You twisted? I don't think so Estrella....although you did make a jack-o-lantern out of a human head.
David is one messed up dude. I only wish I knew what happened to him.....
A very big "Thank You" to you and Sam for the retweets!
Karen :0)
Who, me? Carving a jack-o-lantern out of a human head? Neah...
Ssshhh, that was supposed to be our secret...
(but yes, I was thinking of my jack-o-lantern flash fiction while reading this and commenting :P)
Oh, and you're very welcome for the RTs :)
Ah jeez, I've been there. Except it was with a sack of potatoes and nothing to cook them with. Raw potatoes with eyes. Ugh.
Good one! But, what do you mean:"I only wish I knew what happened to him ...?" He opened the window for "after."
I wasn't sure WHAT Jessup was ... or even IF Jessup was ... and that made it all the more creepier.
Ah, the spiraling down into madness, acquiring pet rat story. Christmas wouldn't be complete without it. he he. I love your writing! Ummm...ketchup is a euphemism for brains isn't it??? lol
@ Linda.. Oh sorry luv, I wasn't clear...I meant I only wish that I knew what "the incident" was that started David's spiral into madness.
I've been tiss tossing between an encounter with either aliens or bigfoot....
Oh man Chad I'd laugh but that sounds awful...

+ + +

— The problem —
Pick up the comment thread about David's story and write the next few comments after the last one shown. The rows that come next aren't needed here.

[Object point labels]
+ + +

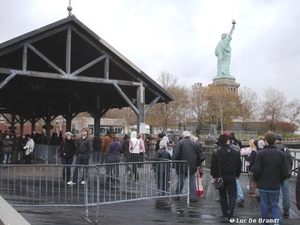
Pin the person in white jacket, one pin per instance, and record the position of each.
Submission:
(245, 152)
(134, 149)
(29, 147)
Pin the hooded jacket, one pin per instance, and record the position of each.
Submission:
(270, 168)
(134, 143)
(189, 150)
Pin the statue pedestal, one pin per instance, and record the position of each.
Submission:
(228, 82)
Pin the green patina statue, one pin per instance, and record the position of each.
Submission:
(223, 52)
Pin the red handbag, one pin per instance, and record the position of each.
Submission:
(199, 187)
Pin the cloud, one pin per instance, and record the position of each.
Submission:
(180, 36)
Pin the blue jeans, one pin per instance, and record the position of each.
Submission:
(285, 187)
(192, 184)
(66, 169)
(269, 199)
(109, 170)
(240, 194)
(6, 157)
(228, 203)
(81, 160)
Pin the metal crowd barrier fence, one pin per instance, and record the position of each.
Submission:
(44, 185)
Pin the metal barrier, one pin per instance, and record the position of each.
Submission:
(43, 185)
(47, 153)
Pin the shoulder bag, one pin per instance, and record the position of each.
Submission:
(219, 184)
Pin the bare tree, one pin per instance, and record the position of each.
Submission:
(223, 105)
(273, 107)
(249, 106)
(169, 115)
(198, 104)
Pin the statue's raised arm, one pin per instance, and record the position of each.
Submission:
(232, 28)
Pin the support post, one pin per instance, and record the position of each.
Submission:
(140, 107)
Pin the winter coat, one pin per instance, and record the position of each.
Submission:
(29, 147)
(67, 148)
(229, 160)
(134, 143)
(84, 146)
(97, 143)
(105, 143)
(298, 189)
(7, 146)
(115, 148)
(162, 154)
(288, 155)
(189, 150)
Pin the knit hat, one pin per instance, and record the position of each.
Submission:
(278, 137)
(226, 133)
(86, 129)
(261, 144)
(68, 134)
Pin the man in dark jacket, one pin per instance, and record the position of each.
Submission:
(226, 164)
(162, 169)
(189, 150)
(97, 143)
(83, 152)
(298, 189)
(269, 171)
(285, 185)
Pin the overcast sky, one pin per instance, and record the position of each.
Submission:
(180, 36)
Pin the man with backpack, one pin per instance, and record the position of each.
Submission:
(285, 185)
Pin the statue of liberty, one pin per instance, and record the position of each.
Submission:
(223, 52)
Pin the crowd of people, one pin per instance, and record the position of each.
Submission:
(16, 148)
(268, 162)
(269, 166)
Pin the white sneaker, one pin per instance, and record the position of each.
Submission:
(71, 183)
(249, 188)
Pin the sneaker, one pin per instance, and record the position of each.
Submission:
(249, 188)
(71, 183)
(241, 203)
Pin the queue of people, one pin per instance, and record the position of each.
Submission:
(16, 148)
(268, 163)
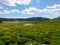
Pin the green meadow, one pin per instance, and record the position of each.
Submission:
(29, 32)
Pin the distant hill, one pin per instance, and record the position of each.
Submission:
(27, 19)
(37, 19)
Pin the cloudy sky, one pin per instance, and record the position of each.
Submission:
(29, 8)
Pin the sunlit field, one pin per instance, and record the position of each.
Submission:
(29, 33)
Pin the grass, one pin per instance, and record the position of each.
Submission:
(37, 33)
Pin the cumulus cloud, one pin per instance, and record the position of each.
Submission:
(53, 10)
(15, 11)
(14, 2)
(31, 10)
(9, 11)
(1, 6)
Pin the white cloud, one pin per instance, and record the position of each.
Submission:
(9, 11)
(15, 11)
(50, 10)
(31, 10)
(14, 2)
(1, 6)
(4, 12)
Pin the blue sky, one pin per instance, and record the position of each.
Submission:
(29, 8)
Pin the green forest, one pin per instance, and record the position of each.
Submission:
(30, 32)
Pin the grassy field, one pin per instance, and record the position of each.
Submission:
(27, 33)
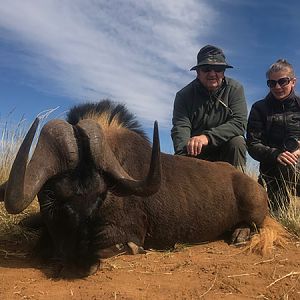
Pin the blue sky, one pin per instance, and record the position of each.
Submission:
(57, 53)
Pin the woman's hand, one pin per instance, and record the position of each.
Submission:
(196, 143)
(288, 158)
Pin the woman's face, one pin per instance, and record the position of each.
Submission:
(281, 84)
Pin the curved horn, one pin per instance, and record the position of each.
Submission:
(105, 159)
(55, 152)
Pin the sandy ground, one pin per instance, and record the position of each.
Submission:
(208, 271)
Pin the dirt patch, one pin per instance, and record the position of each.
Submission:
(209, 271)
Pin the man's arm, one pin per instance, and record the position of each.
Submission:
(181, 130)
(236, 123)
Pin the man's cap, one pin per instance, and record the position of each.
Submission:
(211, 55)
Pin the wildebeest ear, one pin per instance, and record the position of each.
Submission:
(2, 191)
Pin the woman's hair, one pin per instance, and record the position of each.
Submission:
(280, 65)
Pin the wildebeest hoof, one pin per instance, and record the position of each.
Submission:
(112, 251)
(77, 272)
(135, 249)
(240, 235)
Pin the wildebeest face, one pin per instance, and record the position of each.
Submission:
(69, 206)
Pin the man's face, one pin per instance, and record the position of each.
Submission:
(211, 76)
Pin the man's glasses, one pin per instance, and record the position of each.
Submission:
(217, 69)
(281, 81)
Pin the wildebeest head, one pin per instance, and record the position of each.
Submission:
(71, 171)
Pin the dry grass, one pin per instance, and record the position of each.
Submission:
(11, 138)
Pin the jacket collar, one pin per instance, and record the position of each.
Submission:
(287, 101)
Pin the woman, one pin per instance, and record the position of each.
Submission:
(273, 133)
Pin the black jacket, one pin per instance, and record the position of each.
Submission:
(220, 115)
(270, 122)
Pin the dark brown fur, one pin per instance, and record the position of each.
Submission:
(197, 200)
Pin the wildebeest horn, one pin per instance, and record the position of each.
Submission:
(105, 159)
(55, 152)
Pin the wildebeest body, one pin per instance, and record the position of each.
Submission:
(92, 208)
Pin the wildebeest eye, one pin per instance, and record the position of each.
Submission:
(50, 194)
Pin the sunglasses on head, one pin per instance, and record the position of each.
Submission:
(281, 81)
(217, 69)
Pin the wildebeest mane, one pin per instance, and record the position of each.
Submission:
(108, 114)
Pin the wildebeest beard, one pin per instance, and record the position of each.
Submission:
(69, 205)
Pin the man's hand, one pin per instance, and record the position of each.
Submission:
(288, 158)
(195, 144)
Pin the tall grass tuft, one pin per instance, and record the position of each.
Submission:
(11, 139)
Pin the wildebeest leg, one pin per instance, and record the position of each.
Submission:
(118, 249)
(135, 249)
(33, 221)
(241, 234)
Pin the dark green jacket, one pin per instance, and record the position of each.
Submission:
(220, 115)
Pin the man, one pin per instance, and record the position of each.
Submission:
(273, 135)
(210, 113)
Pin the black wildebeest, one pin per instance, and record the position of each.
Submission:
(99, 197)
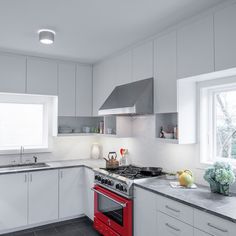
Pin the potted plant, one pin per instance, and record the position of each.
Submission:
(220, 176)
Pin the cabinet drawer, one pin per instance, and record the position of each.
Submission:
(169, 226)
(200, 233)
(213, 225)
(175, 209)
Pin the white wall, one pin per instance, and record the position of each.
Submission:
(63, 148)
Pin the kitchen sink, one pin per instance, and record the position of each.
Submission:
(24, 166)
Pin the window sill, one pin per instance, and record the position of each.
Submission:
(26, 151)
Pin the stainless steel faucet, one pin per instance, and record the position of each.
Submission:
(21, 154)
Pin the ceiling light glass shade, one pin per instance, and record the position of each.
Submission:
(46, 36)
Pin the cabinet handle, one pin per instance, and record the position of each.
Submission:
(215, 227)
(25, 178)
(172, 209)
(172, 227)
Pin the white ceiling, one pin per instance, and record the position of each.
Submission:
(88, 30)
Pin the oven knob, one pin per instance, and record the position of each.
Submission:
(117, 186)
(121, 188)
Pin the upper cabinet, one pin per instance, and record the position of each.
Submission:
(165, 89)
(66, 89)
(225, 38)
(84, 90)
(143, 61)
(12, 73)
(195, 48)
(41, 76)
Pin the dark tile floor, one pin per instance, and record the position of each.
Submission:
(76, 227)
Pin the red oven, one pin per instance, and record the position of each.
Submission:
(112, 213)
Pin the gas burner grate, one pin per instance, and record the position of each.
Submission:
(130, 172)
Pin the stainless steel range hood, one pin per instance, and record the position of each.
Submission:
(130, 99)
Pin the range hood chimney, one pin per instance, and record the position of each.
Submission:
(130, 99)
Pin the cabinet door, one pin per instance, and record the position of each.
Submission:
(213, 225)
(12, 73)
(41, 76)
(13, 201)
(66, 89)
(71, 201)
(84, 91)
(200, 233)
(143, 61)
(225, 38)
(195, 48)
(43, 196)
(165, 79)
(169, 226)
(89, 194)
(144, 213)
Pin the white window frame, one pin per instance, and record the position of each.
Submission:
(206, 91)
(50, 107)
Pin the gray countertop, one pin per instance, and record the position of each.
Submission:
(58, 164)
(200, 198)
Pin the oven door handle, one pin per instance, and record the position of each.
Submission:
(119, 203)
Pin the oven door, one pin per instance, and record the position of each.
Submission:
(113, 210)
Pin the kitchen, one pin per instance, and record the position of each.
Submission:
(141, 84)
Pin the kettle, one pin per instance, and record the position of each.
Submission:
(185, 178)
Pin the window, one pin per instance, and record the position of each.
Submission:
(25, 120)
(217, 122)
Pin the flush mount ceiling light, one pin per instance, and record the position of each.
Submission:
(46, 36)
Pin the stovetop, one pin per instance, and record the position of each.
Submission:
(119, 180)
(130, 172)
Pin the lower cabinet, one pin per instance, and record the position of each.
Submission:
(43, 196)
(169, 226)
(13, 201)
(71, 201)
(89, 194)
(144, 213)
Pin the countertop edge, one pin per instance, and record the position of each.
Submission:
(44, 169)
(186, 203)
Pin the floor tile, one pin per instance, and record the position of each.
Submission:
(46, 232)
(75, 227)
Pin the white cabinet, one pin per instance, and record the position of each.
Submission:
(66, 89)
(144, 213)
(43, 196)
(71, 201)
(200, 233)
(41, 76)
(169, 226)
(84, 90)
(225, 38)
(143, 61)
(89, 194)
(12, 73)
(195, 48)
(13, 201)
(165, 90)
(175, 209)
(213, 225)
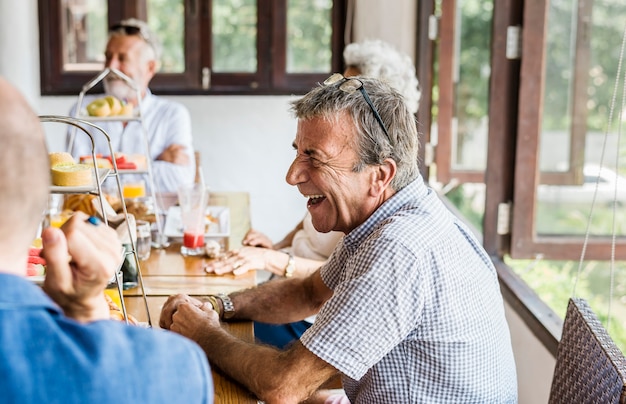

+ + +

— The reply —
Did you at least have salt?
Re: the ketchup...Ewwwwww Shannon...and lol....
I think I'll retitle the story "... the spiraling down into madness, acquiring pet rat story." That read just like the next line would be "I know it well"...I giggled and giggled
Thank you for your kind words.
Karen :0)
Well done, as always, Karen. I wouldn't want to meet this guy or his rat in a dark alley ...
Another lonely character called David this week (see also Laura Eno's story). At least I've got some food in my fridge. And I've yet to make any friends called Jessup.
Jessup is a spooky name.
David Masters is feeling spooked at this point. Memo - no MC named David next week. :)
Jessup was creepy, I went between imaginary, to cat until you cracked the window only inches. Good clue to the rat...
You paint such vivid characters Karen, and David, (nor Jessup), is no exception. The story is a bit creepy, but in a good kind of way. :)
Like all good stories this one leaves you longing to know what happened before and what happens next.
Great work.
So many unanswered questions... I read through twice because your story drew me in. Peace, Linda
Great story! The hanging thing works in this and makes the story.
Jim
@ Linda and Al and Jim, thanks for stopping in guys, glad you liked having to fill in some of the blanks for yourselves.
And Al thanks for pulling Catsup Soup into your recommended reads for the week.
Karen :0)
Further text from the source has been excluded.